[Source]
========================================

The languages used mostly in our sample set were Java and JavaScript by a wide margin. This means in turn that the results of this study should be mostly interpreted with regard to projects with these languages, since we do not know the effect of the use of different general purpose languages on the questions asked.
With regard to DSLs, we only asked for types. Here, it has become abundantly clear that nearly all projects used the top five categories of DSLs, namely languages for the user interface, (shell) scripting, building, querying, and configuring. It will be interesting in the future to look into these categories in more detail and separate out the individual languages in use.
Only 12 respondents reported having created their own languages. Thus, although creating custom DSLs has been an active research topic for some time now (Fowler 2011), this was not a common phenomenon in our sample of industrial respondents.
It is important to note here that about 66% of respondents indicated that their last project was either a web application (36%) or a client/server application (30%). This might also indicate why the number of languages was higher than in our previous study, as the use of DSLs in those types of systems is very common.

========================================

[Provided data]

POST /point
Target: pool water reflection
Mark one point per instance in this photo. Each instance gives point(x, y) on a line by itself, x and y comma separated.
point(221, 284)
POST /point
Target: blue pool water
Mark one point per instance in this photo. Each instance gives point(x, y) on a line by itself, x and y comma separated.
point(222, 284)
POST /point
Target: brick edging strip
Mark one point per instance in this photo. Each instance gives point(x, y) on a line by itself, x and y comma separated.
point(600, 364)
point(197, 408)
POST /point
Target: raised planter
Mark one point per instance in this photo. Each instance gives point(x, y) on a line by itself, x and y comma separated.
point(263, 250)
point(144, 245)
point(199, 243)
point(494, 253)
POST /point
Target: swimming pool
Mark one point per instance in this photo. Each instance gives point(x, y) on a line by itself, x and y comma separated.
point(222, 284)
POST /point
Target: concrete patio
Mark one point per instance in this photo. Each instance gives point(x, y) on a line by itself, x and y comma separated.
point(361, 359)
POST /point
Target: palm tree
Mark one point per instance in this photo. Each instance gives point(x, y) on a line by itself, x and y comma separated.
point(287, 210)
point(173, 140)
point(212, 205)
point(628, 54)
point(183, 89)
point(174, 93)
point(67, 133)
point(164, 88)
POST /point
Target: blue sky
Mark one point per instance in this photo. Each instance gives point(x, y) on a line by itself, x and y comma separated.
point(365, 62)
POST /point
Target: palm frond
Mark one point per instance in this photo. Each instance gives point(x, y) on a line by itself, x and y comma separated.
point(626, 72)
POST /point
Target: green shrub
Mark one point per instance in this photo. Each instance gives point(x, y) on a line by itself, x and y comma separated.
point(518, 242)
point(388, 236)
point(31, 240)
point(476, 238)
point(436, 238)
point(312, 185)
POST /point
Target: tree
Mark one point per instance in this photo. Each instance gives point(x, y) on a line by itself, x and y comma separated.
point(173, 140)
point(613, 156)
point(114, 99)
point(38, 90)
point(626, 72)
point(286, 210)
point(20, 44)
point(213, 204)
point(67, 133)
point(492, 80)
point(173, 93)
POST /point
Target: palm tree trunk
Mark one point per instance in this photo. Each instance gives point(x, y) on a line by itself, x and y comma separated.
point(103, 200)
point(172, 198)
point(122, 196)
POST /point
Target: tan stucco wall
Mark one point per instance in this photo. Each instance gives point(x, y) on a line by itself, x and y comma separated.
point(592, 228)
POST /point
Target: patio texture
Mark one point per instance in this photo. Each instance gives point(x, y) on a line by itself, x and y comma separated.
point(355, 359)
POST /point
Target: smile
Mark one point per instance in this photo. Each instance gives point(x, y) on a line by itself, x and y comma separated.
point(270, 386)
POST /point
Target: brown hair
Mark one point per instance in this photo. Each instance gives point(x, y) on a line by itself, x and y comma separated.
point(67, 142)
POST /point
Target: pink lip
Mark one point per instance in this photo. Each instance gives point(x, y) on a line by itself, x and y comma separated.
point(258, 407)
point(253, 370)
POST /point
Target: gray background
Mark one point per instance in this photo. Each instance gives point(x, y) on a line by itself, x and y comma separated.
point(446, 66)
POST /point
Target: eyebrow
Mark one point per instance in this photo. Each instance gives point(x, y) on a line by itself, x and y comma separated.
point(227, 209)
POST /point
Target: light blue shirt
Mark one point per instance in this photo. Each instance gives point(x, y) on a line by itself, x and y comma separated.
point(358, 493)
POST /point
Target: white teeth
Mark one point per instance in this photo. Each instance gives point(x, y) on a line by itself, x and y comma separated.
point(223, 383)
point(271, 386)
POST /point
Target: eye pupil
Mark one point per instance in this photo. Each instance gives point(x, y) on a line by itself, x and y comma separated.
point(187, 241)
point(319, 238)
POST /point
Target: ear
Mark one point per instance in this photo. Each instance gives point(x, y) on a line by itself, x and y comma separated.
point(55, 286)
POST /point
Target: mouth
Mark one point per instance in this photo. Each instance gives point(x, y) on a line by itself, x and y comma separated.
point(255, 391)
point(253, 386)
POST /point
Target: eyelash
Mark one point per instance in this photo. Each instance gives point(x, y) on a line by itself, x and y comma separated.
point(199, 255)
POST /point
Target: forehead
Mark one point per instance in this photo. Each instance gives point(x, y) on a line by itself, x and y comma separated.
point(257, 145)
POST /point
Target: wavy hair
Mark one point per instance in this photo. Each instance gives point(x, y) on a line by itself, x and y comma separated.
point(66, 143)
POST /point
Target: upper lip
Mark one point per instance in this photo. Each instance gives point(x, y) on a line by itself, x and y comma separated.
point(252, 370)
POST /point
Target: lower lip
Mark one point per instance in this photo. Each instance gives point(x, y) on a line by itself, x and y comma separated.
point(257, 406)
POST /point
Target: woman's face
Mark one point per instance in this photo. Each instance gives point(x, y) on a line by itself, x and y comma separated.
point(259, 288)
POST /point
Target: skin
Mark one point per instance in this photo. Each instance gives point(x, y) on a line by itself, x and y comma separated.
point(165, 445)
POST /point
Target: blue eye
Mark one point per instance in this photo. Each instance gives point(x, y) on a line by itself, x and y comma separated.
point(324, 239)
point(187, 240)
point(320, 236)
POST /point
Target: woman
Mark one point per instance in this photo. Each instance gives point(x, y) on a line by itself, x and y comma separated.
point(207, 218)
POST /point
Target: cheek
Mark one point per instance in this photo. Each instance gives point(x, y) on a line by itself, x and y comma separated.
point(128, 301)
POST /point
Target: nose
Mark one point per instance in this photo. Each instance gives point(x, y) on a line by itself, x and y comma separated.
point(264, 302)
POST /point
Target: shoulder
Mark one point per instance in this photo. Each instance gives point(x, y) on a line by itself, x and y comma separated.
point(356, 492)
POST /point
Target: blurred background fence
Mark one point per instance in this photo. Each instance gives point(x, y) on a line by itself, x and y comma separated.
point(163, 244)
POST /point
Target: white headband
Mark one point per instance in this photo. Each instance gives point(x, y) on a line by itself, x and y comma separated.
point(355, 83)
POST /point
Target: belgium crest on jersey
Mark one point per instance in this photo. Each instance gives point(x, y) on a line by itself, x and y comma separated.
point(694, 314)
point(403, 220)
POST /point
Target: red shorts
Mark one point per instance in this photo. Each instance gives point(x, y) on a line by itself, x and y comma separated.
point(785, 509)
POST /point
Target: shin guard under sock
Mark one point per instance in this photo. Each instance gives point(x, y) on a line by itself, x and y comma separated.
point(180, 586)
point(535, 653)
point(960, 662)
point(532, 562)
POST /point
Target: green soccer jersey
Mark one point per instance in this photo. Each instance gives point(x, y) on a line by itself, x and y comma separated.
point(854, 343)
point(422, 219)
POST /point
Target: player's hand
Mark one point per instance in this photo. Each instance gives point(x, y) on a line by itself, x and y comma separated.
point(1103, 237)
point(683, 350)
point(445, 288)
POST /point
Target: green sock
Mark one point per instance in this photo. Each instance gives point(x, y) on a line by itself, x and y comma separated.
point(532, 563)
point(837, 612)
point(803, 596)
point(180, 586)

========================================

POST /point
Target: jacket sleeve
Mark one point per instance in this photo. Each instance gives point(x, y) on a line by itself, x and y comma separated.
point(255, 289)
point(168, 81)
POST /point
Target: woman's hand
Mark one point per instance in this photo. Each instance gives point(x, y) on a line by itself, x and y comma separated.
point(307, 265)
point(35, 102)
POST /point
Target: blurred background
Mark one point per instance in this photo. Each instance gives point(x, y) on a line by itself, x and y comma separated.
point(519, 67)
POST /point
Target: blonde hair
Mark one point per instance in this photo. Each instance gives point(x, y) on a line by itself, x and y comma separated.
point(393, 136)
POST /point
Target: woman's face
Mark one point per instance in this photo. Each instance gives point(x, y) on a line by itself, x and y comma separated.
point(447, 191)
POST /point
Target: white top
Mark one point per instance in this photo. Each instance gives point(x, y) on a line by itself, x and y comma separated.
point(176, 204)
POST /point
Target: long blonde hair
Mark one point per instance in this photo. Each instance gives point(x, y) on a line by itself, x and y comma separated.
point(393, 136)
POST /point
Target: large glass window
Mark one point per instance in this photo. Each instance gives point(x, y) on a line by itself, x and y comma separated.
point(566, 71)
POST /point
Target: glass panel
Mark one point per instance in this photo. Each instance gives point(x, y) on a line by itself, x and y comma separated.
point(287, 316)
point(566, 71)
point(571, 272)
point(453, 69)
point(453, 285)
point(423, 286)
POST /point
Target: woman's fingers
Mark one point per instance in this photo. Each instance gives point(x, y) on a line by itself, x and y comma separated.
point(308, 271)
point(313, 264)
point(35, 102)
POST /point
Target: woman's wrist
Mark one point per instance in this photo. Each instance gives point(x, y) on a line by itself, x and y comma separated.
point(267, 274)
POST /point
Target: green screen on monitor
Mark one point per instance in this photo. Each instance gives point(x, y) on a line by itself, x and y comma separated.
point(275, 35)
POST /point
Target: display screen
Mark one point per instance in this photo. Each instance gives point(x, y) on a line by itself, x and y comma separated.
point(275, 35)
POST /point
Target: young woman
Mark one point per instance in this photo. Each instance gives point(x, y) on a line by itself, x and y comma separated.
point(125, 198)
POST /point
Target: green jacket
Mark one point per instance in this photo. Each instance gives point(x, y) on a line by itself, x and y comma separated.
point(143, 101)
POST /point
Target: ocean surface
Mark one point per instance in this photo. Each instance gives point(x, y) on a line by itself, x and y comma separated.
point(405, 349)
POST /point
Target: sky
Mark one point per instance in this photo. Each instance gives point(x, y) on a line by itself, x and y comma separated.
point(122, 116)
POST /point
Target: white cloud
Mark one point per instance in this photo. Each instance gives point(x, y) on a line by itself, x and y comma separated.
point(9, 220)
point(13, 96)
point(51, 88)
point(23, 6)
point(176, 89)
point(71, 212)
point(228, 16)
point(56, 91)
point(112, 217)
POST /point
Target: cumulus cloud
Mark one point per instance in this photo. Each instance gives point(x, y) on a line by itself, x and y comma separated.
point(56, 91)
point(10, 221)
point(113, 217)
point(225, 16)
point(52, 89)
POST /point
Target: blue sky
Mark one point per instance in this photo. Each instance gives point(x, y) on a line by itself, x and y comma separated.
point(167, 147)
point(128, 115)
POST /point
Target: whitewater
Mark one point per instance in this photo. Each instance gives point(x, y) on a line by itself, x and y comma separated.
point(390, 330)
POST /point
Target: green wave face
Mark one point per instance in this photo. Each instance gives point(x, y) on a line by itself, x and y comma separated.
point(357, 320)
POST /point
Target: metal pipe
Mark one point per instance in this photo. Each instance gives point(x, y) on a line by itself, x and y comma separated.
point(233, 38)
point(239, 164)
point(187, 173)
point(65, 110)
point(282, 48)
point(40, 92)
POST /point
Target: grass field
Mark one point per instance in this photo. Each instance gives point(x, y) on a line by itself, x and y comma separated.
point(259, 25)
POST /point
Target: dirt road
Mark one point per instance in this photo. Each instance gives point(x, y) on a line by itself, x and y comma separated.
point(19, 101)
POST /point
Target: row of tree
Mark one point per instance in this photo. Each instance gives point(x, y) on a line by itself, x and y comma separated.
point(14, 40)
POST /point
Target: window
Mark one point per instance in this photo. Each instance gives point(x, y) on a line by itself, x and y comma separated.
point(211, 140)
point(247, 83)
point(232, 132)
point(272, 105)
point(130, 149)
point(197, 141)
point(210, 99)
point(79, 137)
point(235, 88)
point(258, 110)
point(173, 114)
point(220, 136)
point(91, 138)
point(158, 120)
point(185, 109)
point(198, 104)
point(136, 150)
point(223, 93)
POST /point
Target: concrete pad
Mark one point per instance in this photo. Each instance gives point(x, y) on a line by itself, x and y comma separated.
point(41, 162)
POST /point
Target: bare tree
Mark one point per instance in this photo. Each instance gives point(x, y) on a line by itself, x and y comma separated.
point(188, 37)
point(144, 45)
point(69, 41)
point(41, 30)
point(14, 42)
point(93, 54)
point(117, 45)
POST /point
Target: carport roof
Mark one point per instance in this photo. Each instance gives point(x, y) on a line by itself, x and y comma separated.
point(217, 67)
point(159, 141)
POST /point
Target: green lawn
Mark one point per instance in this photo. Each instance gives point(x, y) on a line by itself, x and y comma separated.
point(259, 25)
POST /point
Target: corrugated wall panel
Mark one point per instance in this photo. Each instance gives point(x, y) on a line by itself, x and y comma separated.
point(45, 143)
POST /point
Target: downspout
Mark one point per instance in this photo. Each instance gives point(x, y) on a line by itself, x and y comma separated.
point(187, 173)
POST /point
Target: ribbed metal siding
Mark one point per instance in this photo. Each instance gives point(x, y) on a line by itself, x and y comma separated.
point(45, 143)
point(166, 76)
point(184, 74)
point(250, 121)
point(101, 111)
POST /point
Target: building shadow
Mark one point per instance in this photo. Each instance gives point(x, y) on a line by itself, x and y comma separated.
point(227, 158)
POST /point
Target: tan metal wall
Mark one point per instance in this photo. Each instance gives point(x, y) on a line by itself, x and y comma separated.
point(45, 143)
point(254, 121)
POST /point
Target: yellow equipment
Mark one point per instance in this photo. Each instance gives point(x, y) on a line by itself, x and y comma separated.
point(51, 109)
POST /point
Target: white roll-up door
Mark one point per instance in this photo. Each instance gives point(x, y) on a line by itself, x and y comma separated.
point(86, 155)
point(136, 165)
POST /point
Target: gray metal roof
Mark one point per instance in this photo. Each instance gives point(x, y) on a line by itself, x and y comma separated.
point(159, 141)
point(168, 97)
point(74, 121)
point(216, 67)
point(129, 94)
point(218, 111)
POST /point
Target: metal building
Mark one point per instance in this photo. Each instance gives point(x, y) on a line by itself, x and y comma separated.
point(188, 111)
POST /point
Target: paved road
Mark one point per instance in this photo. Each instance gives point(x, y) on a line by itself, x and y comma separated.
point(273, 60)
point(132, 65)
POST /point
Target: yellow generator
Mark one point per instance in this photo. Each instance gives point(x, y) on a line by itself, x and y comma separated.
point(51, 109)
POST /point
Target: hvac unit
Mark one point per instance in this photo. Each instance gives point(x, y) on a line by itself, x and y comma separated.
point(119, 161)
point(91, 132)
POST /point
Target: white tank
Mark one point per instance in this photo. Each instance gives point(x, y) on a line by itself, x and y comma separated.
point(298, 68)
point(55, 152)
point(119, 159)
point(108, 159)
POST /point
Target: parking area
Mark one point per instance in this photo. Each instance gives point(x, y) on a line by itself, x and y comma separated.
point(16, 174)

========================================

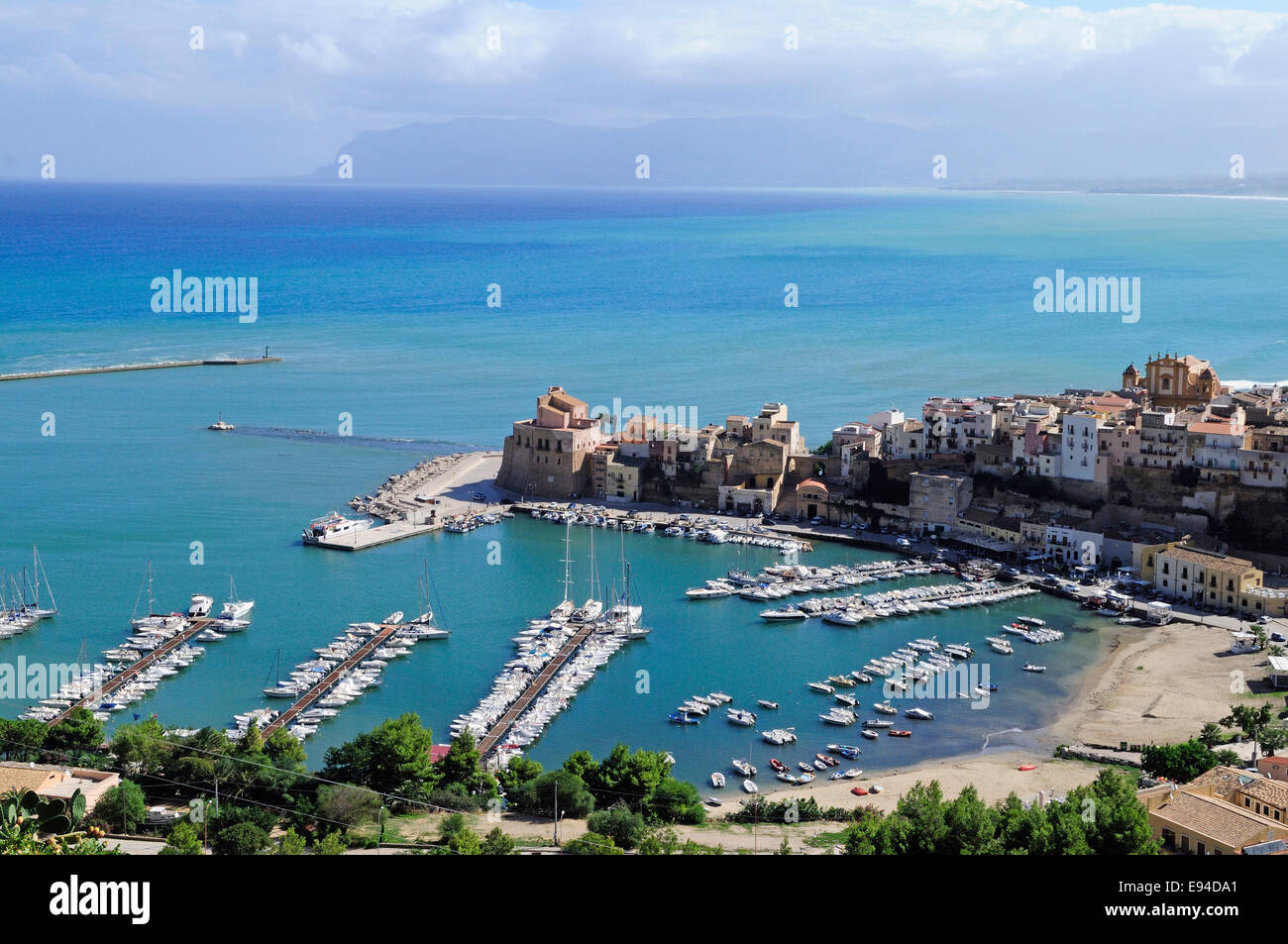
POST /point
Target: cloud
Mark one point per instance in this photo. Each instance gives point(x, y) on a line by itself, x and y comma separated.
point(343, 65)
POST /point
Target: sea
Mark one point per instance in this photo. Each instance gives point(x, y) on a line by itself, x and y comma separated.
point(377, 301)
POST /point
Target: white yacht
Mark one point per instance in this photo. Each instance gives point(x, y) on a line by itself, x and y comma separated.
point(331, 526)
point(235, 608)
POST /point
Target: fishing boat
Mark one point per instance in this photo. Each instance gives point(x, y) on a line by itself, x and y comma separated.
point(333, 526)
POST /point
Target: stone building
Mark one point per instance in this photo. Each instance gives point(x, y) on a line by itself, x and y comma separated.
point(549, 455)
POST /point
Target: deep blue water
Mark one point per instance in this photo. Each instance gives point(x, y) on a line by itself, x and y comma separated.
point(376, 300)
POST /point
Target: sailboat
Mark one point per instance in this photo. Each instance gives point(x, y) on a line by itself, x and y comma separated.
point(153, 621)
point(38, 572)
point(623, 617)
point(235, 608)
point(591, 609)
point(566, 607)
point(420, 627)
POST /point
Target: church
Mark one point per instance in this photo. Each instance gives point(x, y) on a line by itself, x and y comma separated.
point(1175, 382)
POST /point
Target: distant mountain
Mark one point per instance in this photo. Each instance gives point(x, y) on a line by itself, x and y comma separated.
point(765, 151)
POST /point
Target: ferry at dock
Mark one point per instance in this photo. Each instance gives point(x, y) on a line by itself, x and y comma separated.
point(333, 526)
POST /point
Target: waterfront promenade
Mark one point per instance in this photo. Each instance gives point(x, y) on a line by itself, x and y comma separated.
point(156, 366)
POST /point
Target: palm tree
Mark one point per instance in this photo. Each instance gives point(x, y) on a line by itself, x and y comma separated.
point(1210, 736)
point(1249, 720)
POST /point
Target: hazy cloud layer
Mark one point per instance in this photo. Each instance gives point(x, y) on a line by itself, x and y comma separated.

========================================

[Challenges]
a: Count the lines in the rows that contain the string "background", treating uppercase and lowercase as different. Give only the number.
b: Go on with the text about the language survey of software projects, starting right after its last sentence.
The survey text and the rows have nothing to do with each other.

[Answers to each task]
a: 3

b:
Finally, there is no clear answer with regard to the question of the use of a project’s languages by developers. Figure 7 has shown that basically all possible options from "just one language" to "all of the languages" were selected. In general, there seem to be different philosophies at work regarding the allocation of work to developers or, more general, developer training. As we have seen in the comments to the question on benefits and problems, several recipients indicated problems precisely when not all team members were able to understand all languages, which is related to but not exactly the same question we asked here (which was about writing code in these languages). This seems like a natural step to follow up in future research.
To summarize our answer to RQ1: Multi-language programming is indeed common with an average of seven languages. Our sample set included mostly Java/JavaScript projects. Most projects used DSLs from the UI, configuration, shell scripting, querying, and building domains. Only 9% of respondents used custom languages. The developer-to-language ratio ranged freely from one language per developer to developers writing code in all present languages.
RQ2
Our second research question was What are the benefits and problems developers encountered in the use of multiple languages? Do developers feel that multi-language programming has/will increase or decrease over time?
Looking at the results from question five, respondents saw a benefit of the use of multi-language development in two areas. The first is a technical one, namely the translation of requirements into code. Thus, developers agree that certain languages are better suited to encode specific requirements than others. The second is related to a human issue, namely developer motivation, where a high number of respondents saw a benefit of using multiple languages.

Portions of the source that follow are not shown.